* DOCUMENT PASSAGE *
·····
But if you have to switch between two layouts regularly then you definitely
want something completely-distinct rather than something close-but-not-quite.

It seems like colemak is in the awkward position where you wouldn't even
consider it unless you're already comfortable with qwerty, but you're also in
a position to stop using qwerty entirely and switch all your keyboard layouts.

------
shokwave
What if I told you that you could get these same benefits with only a 10-20%
drop in WPM? And that you could be faster on the newer layout in two weeks?

Believe it. Go to carpalx's key swaps page (
<http://mkweb.bcgsc.ca/carpalx/?partial_optimization> ). Make the first change
on their list - swap K and E - and use the new layout until your brain gets
used to the swap. Once you're comfortable, make the next swap.
·····
* RAW DATA *
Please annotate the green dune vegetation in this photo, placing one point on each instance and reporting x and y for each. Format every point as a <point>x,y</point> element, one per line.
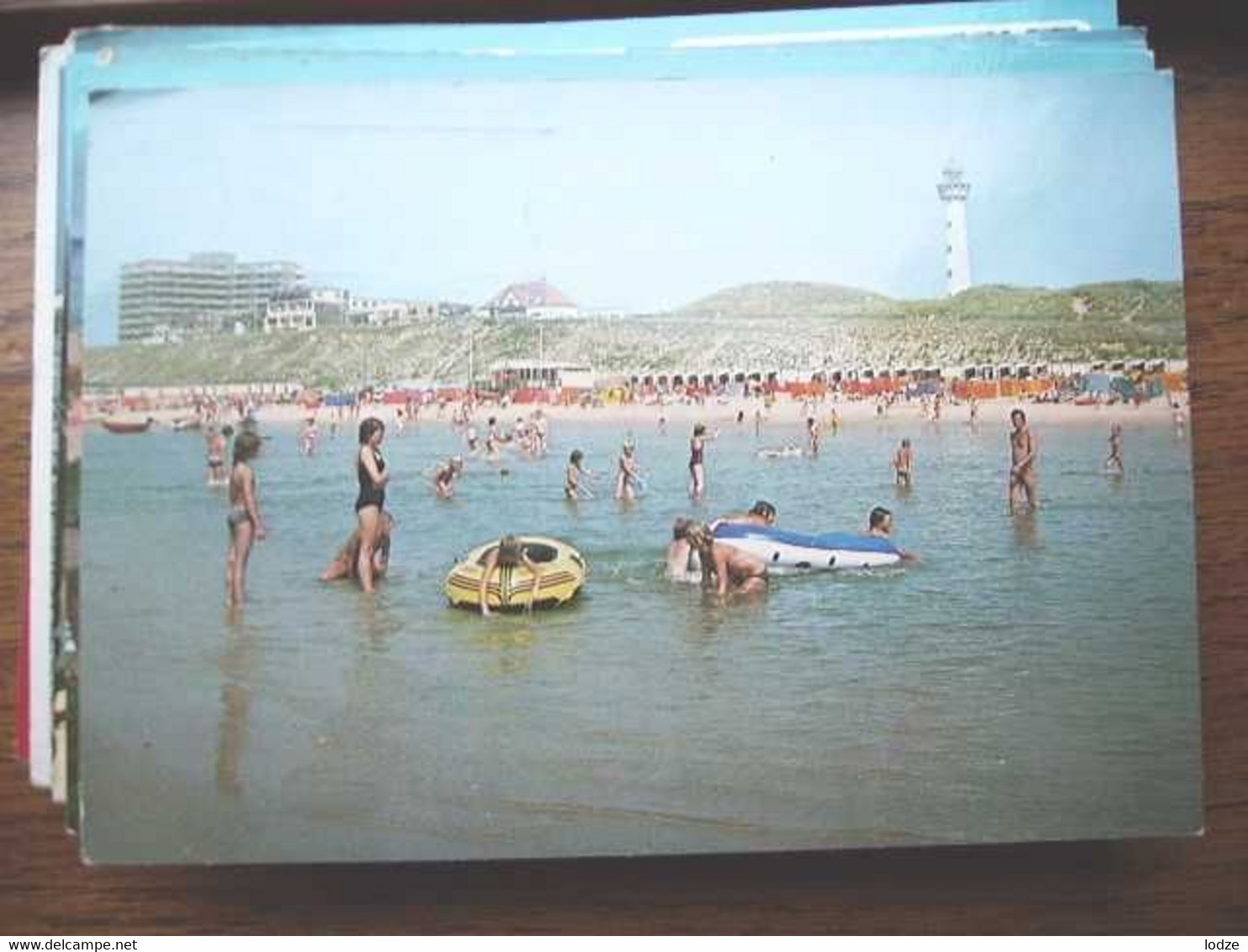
·····
* PROBLEMS TO WORK ON *
a – In the keyboard layout thread, what is the first key swap listed on carpalx's key swaps page?
b – Continue the keyboard layout thread from its last sentence.

* WRITTEN ANSWERS *
a – Swap K and E.

b –
Once you've made about 7 swaps you're on a layout that's on par with both
Dvorak and Colemak, and you never had to waste a single hour in typing
trainers.

Each swap takes me about five hours of typing over about 3 days to get used
to. I imagine if your job has you typing all the time, your day-count will be
lower. I have currently swapped E/K and O/J, and this post has reminded me to
swap F/T as well.

There are plenty of keyboard remappers available for windows and osx, and it's
not difficult to do yourself in linux either.

------
codemac
I switched to Dvorak back in the summer of 2005 and I've never looked back.
Colemak may have been a better choice for certain metrics on certain
keyboards, but one that cannot be stated enough for Dvorak is the way your
hands alternate keys so much more than they do on QWERTY. I'm not sure if that
has been studied for Colemak.

Thoughts on changing keyboard layouts:

1) If you're gonna do it, I agree with this article, touch typing = #1
priority. You're not going to see a colemak keyboard, most likely.

2) QWERTY actually seems to work pretty well for big thumbs on a small screen.
I don't use tablets, so I don't know the state of affairs on Android or iOS
keyboard layouts. This has notably not been a problem for me, even though I
was initially concerned about using BlackBerrys (oh 2005 me..)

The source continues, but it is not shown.